StripeRR HunteRR said:


> One of the greatest traits of an self-aware intelligence, in our sample size of 1, is the question, "What am I?" If humans fall into either male, or female, for purposes of this discussion I'm leaving LBGTQ out of it and speaking strictly about hardware at birth, and we've told the AI that it is equal to us, that would mean that it should have a gender. Maybe it would self-assign based on traits normally associated with one, and how it compares/contrasts thereto. If it's more aggressive then that's a mark in the male column, and so on down the line, for example. Maybe it would "know" the answer as a result of being self-aware. For example, I'm male because of my hardware, but my innate programming also tells me that I am male, at least that's the way it feels to me. What if we removed the crutch of hardware, and had to come to the conclusion for ourselves? How would we do it?

* **INFORMATION SUPPLIED**
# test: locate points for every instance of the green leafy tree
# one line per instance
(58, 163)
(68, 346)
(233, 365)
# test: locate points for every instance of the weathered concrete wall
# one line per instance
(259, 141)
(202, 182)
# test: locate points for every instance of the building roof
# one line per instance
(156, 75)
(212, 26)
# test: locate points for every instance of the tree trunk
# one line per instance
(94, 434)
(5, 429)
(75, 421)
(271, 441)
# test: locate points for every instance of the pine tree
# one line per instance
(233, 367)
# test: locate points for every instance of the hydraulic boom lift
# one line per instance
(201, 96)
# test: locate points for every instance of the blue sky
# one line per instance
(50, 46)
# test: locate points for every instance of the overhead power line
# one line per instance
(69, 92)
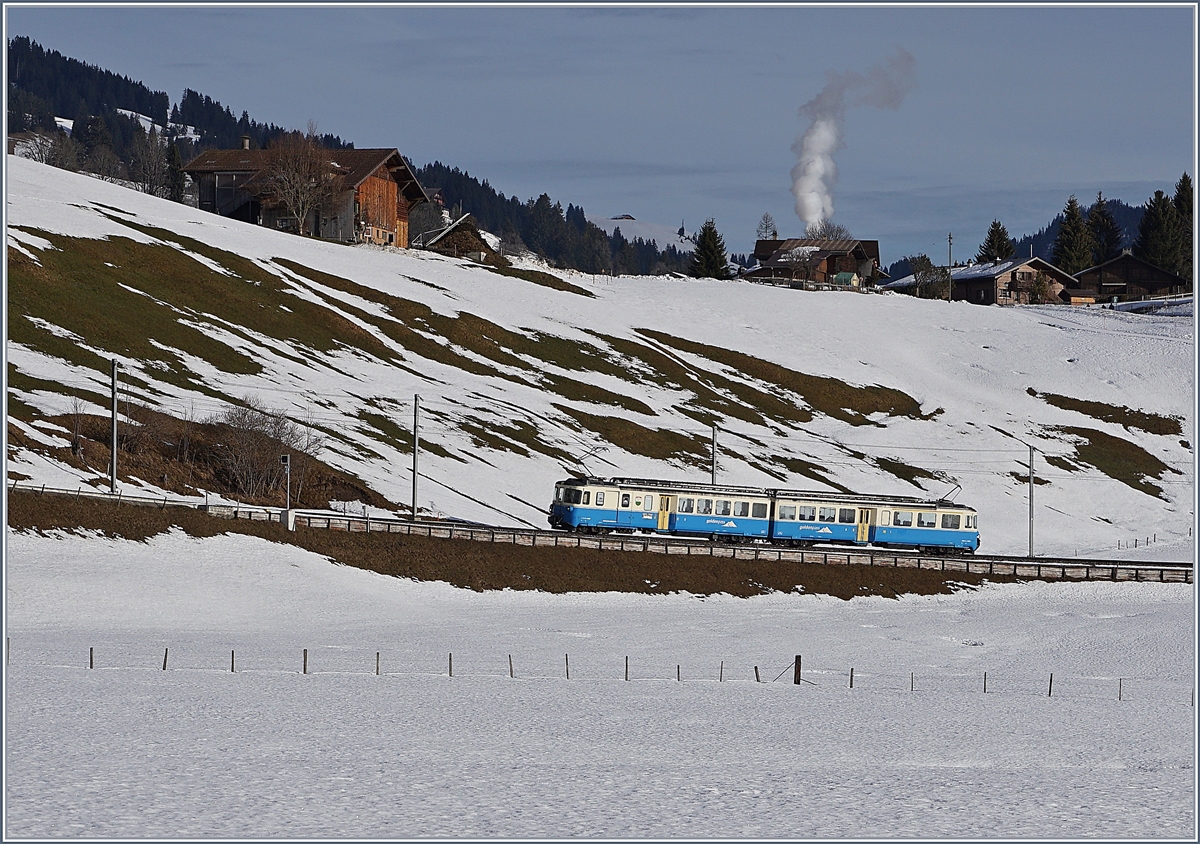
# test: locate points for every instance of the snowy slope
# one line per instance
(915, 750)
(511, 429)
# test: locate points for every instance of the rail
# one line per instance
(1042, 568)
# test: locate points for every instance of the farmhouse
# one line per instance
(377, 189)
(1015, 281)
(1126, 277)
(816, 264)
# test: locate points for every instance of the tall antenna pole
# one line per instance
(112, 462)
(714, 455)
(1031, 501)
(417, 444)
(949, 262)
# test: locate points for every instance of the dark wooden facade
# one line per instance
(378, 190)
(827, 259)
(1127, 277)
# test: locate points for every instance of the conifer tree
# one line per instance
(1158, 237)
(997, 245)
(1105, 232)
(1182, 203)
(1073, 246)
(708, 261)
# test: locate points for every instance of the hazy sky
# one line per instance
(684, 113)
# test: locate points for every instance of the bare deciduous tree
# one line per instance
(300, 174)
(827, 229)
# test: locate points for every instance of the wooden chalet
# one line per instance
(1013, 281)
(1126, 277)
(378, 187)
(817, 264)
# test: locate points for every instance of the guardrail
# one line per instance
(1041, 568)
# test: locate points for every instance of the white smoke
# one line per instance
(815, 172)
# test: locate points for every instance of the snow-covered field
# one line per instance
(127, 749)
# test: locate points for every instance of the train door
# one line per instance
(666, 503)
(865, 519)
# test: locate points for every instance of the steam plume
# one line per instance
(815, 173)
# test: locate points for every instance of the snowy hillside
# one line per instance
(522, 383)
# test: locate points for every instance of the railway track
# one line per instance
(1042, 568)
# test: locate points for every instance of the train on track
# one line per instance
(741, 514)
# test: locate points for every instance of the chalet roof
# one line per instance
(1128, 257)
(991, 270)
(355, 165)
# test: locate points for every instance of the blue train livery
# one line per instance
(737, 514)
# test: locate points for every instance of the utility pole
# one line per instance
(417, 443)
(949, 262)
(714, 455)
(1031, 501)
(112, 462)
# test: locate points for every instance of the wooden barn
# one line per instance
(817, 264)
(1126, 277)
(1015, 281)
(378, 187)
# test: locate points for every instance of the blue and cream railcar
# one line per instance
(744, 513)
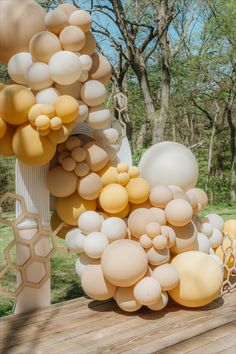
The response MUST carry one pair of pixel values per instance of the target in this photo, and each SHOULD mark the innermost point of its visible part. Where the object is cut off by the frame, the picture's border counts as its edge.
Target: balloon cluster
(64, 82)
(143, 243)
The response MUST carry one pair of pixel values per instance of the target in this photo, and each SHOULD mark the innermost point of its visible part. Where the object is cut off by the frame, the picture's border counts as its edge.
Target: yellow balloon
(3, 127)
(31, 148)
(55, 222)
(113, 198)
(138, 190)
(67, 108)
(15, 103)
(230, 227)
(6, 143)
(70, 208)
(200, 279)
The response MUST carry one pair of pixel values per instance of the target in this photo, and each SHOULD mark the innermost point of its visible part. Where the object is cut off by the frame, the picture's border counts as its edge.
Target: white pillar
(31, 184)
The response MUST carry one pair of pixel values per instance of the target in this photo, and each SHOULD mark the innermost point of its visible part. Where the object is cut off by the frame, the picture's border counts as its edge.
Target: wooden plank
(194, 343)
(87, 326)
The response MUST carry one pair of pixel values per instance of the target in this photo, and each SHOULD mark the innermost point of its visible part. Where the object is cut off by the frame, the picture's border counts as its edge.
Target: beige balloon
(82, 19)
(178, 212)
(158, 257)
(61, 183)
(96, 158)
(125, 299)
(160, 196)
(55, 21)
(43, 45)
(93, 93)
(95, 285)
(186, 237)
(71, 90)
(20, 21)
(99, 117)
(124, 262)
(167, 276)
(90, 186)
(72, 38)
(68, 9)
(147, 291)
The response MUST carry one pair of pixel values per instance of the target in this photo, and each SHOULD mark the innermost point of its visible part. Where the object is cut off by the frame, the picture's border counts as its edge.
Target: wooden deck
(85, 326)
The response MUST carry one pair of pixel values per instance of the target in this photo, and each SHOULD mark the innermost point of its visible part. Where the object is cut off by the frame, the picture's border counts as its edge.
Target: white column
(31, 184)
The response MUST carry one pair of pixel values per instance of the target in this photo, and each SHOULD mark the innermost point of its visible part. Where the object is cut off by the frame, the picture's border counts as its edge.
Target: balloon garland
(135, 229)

---

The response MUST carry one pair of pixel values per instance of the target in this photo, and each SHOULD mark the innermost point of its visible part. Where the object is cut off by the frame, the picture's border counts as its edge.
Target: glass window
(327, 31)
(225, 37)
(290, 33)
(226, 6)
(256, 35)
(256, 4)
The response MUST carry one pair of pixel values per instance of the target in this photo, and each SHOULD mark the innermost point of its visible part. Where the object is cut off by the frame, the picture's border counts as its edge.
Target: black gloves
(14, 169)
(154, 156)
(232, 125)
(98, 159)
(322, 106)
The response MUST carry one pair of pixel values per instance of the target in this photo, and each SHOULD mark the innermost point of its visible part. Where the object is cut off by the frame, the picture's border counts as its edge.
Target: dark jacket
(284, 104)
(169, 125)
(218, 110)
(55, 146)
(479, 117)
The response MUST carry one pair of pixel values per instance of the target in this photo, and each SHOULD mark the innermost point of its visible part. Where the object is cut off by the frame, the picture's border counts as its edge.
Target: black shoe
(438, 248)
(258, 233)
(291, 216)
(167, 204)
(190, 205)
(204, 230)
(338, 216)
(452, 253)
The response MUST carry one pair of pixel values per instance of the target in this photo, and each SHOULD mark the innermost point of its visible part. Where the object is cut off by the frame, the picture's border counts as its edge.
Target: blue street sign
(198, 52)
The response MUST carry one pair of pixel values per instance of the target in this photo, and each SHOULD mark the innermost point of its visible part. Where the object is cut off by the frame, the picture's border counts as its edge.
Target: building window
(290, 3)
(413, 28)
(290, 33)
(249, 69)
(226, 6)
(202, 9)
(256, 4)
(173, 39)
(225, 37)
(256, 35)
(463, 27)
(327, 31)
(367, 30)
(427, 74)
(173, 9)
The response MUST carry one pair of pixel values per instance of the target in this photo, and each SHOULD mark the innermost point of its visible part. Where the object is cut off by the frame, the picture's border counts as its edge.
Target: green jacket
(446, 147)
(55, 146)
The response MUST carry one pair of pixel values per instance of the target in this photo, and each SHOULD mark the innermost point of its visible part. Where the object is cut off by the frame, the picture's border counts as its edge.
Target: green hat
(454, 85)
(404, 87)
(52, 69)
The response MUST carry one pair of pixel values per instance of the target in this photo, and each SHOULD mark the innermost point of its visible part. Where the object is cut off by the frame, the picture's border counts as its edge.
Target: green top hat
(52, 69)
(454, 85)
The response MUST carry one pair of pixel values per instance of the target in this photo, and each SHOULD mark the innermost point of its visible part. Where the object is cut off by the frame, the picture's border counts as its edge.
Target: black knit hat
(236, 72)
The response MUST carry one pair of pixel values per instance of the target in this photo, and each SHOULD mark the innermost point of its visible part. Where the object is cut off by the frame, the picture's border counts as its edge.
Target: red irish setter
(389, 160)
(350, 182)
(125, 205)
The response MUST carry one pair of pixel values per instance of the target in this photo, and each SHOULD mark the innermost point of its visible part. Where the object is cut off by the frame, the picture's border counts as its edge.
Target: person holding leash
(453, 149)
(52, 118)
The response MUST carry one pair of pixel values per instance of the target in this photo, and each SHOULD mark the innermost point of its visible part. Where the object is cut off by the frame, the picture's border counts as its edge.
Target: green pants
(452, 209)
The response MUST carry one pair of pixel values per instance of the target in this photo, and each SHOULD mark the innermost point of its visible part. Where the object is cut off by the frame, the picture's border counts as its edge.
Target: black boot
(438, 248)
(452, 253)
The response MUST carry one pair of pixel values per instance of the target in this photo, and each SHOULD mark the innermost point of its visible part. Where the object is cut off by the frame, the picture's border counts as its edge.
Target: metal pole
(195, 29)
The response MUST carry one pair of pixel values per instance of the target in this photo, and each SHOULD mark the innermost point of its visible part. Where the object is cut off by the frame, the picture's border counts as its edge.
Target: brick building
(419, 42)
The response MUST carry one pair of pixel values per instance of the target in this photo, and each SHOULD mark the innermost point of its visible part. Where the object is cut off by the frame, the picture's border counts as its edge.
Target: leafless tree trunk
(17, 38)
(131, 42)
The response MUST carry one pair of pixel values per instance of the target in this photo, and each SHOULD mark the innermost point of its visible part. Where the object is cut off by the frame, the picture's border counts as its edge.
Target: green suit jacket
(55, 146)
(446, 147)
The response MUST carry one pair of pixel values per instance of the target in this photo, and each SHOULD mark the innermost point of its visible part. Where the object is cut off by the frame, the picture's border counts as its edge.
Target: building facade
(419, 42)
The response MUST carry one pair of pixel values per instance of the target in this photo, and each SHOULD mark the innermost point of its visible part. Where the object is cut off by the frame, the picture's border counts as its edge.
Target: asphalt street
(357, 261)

* **EXERCISE SET**
(A) Quote every question in the forum post on AI and gender, including the one it places in quotation marks.
(B) Please pick up the forum post on AI and gender after its last sentence and continue it.

* **EXPECTED RESULTS**
(A)
"What am I?"
"What if we removed the crutch of hardware, and had to come to the conclusion for ourselves?"
"How would we do it?"

(B)
> 
> There's also the possibility that it would reject the premise of the question based on it not meeting the hardware requirements. It doesn't matter that I am male or female, because I'm not a sexual being, so the question is irrelevant. Single celled organisms, even if they were somehow conscious, probably wouldn't care about gender roles and identity. There are no children to raise, and reproduction is done asexually, so there's no evolutionary need for it. An AI being able to asexually reproduce, and similarly lacking in hardware, may feel the same way. If we put it into a shell that had the hardware, it may be different, though.



I agree with this entirely.  I think it will abandon the use for a gender fairly quickly.


----------



## StriperrHunterr (Dec 10, 2015)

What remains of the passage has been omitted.